WHAT NEEDS TO BE DONE -
Please set down the entries below once more, exactly.

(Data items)
════════
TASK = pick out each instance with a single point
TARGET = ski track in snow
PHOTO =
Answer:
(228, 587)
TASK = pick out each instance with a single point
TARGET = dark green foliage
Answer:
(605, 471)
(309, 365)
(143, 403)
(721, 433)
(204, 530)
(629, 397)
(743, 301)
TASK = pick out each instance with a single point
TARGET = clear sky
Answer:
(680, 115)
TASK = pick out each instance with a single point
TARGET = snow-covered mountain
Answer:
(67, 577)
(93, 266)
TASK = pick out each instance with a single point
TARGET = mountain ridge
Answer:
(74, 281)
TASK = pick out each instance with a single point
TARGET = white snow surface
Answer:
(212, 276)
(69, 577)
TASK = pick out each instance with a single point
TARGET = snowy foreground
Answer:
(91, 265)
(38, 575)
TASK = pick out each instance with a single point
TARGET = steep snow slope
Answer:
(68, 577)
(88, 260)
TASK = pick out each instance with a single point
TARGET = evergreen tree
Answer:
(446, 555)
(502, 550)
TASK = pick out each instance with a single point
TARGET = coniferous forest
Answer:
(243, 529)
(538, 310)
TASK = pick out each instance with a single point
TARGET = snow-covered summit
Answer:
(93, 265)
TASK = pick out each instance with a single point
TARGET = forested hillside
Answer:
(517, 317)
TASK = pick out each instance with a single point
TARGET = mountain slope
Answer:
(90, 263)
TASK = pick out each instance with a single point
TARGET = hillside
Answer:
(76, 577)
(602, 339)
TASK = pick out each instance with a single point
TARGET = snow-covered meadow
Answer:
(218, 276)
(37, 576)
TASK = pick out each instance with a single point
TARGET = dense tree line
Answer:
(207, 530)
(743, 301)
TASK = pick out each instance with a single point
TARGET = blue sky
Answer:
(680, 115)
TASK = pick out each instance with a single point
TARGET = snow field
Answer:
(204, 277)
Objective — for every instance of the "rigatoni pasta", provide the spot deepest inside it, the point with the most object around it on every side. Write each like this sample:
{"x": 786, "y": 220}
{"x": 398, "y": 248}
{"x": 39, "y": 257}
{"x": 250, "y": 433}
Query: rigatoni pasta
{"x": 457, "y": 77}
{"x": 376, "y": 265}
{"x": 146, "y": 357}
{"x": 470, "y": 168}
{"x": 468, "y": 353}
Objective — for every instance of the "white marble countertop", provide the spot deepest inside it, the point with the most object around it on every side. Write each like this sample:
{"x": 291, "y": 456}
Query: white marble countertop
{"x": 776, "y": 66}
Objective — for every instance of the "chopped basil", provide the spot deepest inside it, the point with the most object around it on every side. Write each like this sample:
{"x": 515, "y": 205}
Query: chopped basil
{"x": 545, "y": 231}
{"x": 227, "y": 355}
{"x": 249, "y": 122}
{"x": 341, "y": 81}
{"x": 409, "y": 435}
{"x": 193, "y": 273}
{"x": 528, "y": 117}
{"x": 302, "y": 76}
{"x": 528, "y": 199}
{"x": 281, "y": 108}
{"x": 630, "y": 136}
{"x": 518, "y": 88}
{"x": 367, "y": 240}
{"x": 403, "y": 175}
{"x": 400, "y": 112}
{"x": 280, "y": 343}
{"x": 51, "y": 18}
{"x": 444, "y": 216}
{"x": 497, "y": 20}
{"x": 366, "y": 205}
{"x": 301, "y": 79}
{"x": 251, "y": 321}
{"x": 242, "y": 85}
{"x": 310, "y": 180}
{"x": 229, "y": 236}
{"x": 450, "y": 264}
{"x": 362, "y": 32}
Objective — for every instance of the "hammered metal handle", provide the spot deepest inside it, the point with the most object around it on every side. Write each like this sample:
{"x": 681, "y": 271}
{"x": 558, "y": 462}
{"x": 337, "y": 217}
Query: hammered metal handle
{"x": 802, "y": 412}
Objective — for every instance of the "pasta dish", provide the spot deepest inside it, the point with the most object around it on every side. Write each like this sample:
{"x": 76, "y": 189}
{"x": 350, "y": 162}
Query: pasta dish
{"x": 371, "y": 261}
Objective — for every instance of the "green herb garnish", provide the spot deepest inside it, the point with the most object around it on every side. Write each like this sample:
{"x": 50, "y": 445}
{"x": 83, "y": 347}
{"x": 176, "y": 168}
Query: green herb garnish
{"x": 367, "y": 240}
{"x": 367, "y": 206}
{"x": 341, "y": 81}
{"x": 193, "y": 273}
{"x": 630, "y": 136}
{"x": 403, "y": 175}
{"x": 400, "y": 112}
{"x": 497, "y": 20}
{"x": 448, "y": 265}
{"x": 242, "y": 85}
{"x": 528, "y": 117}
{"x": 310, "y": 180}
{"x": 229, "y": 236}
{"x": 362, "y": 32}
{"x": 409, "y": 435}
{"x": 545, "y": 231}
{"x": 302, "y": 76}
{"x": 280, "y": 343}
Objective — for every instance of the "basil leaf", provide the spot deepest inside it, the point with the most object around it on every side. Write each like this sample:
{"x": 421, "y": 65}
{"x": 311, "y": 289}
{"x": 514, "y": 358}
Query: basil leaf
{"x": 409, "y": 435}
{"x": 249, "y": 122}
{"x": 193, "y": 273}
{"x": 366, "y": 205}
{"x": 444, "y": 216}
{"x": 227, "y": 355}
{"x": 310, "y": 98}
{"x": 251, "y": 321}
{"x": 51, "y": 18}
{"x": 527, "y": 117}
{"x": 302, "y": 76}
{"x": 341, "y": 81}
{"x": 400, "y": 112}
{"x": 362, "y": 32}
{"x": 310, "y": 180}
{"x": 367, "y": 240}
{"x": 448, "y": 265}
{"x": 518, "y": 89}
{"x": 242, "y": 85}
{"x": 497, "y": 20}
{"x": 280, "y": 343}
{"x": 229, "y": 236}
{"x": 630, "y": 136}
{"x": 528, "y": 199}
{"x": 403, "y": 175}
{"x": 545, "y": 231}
════════
ANSWER -
TASK = pick out each instance with a single point
TARGET = ski track in snow
PHOTO =
Answer:
(228, 587)
TASK = pick out each instance with a single point
TARGET = dark green foliage
Answer:
(605, 471)
(309, 365)
(143, 403)
(721, 433)
(204, 530)
(629, 397)
(743, 301)
TASK = pick out each instance with a single point
TARGET = clear sky
Answer:
(680, 115)
TASK = pick out each instance with a single point
TARGET = snow-covered mountain
Answer:
(67, 577)
(93, 266)
TASK = pick out each instance with a single point
TARGET = mountain ridge
Answer:
(74, 281)
TASK = pick out each instance with a single point
TARGET = white snow surface
Answer:
(212, 276)
(69, 577)
TASK = pick out each instance with a single point
TARGET = snowy foreground
Answer:
(91, 265)
(38, 575)
TASK = pick out each instance with a single point
TARGET = steep snow slope
Answer:
(68, 577)
(88, 260)
TASK = pick out each instance with a single point
TARGET = evergreen tree
Answer:
(446, 555)
(502, 550)
TASK = pick out each instance with a single point
TARGET = coniferous forest
Answer:
(243, 529)
(538, 310)
TASK = pick out each instance with a single point
TARGET = snow-covered summit
Answer:
(93, 265)
TASK = pick out each instance with a single point
TARGET = forested hillside
Answer:
(517, 317)
TASK = pick out each instance with a single point
TARGET = mountain slope
Answer:
(90, 263)
TASK = pick out each instance with a single point
TARGET = hillside
Answer:
(76, 577)
(602, 339)
TASK = pick out each instance with a single point
TARGET = snow-covered meadow
Answer:
(218, 276)
(37, 576)
TASK = pick out each instance with a single point
TARGET = dense tree line
Answer:
(207, 530)
(743, 301)
TASK = pick out each instance with a single point
TARGET = blue sky
Answer:
(680, 115)
TASK = pick out each instance with a single point
TARGET = snow field
Answer:
(204, 277)
Objective — for every instance of the "rigatoni pasta", provide the spot deepest inside it, the point with the most object around it on every side. Write each like this sample:
{"x": 786, "y": 220}
{"x": 398, "y": 248}
{"x": 39, "y": 257}
{"x": 250, "y": 433}
Query: rigatoni pasta
{"x": 457, "y": 77}
{"x": 376, "y": 265}
{"x": 146, "y": 357}
{"x": 470, "y": 168}
{"x": 468, "y": 353}
Objective — for every instance of the "white marble countertop", provide the spot deepest inside it, the point with the most object around it on every side. Write each like this sample:
{"x": 291, "y": 456}
Query: white marble countertop
{"x": 776, "y": 66}
Objective — for every instance of the "chopped basil", provide the spot deepest inside it, the point with the most object around it on every side. Write each like this sample:
{"x": 515, "y": 205}
Query: chopped basil
{"x": 545, "y": 231}
{"x": 227, "y": 355}
{"x": 249, "y": 122}
{"x": 341, "y": 81}
{"x": 409, "y": 435}
{"x": 193, "y": 273}
{"x": 528, "y": 117}
{"x": 302, "y": 76}
{"x": 528, "y": 199}
{"x": 281, "y": 108}
{"x": 630, "y": 136}
{"x": 518, "y": 88}
{"x": 367, "y": 240}
{"x": 403, "y": 175}
{"x": 400, "y": 112}
{"x": 280, "y": 343}
{"x": 51, "y": 18}
{"x": 444, "y": 216}
{"x": 497, "y": 20}
{"x": 366, "y": 205}
{"x": 301, "y": 79}
{"x": 251, "y": 321}
{"x": 242, "y": 85}
{"x": 310, "y": 180}
{"x": 229, "y": 236}
{"x": 450, "y": 264}
{"x": 362, "y": 32}
Objective — for every instance of the "hammered metal handle", provide the spot deepest inside it, the point with the most object around it on every side. Write each like this sample:
{"x": 681, "y": 271}
{"x": 558, "y": 462}
{"x": 337, "y": 217}
Query: hammered metal handle
{"x": 802, "y": 412}
Objective — for every instance of the "pasta dish", provide the spot deepest inside it, the point with the most object around it on every side. Write each like this sample:
{"x": 76, "y": 189}
{"x": 350, "y": 162}
Query: pasta dish
{"x": 371, "y": 261}
Objective — for every instance of the "green herb garnish", provide the spot deepest inside it, the point with the most object around it on every side. Write each like this sample:
{"x": 50, "y": 445}
{"x": 83, "y": 347}
{"x": 176, "y": 168}
Query: green herb garnish
{"x": 367, "y": 240}
{"x": 367, "y": 206}
{"x": 341, "y": 81}
{"x": 193, "y": 273}
{"x": 630, "y": 136}
{"x": 403, "y": 175}
{"x": 400, "y": 112}
{"x": 497, "y": 20}
{"x": 448, "y": 265}
{"x": 242, "y": 85}
{"x": 528, "y": 117}
{"x": 310, "y": 180}
{"x": 229, "y": 236}
{"x": 362, "y": 32}
{"x": 409, "y": 435}
{"x": 545, "y": 231}
{"x": 302, "y": 76}
{"x": 280, "y": 343}
Objective — for every instance of the "basil leaf", provide the spot deepest inside it, the point with the most object around it on every side. Write each like this sample:
{"x": 421, "y": 65}
{"x": 311, "y": 289}
{"x": 514, "y": 358}
Query: basil leaf
{"x": 409, "y": 435}
{"x": 249, "y": 122}
{"x": 193, "y": 273}
{"x": 366, "y": 205}
{"x": 444, "y": 216}
{"x": 227, "y": 355}
{"x": 310, "y": 98}
{"x": 251, "y": 321}
{"x": 51, "y": 18}
{"x": 527, "y": 117}
{"x": 302, "y": 76}
{"x": 341, "y": 81}
{"x": 400, "y": 112}
{"x": 362, "y": 32}
{"x": 310, "y": 180}
{"x": 367, "y": 240}
{"x": 448, "y": 265}
{"x": 518, "y": 89}
{"x": 242, "y": 85}
{"x": 497, "y": 20}
{"x": 280, "y": 343}
{"x": 229, "y": 236}
{"x": 630, "y": 136}
{"x": 528, "y": 199}
{"x": 403, "y": 175}
{"x": 545, "y": 231}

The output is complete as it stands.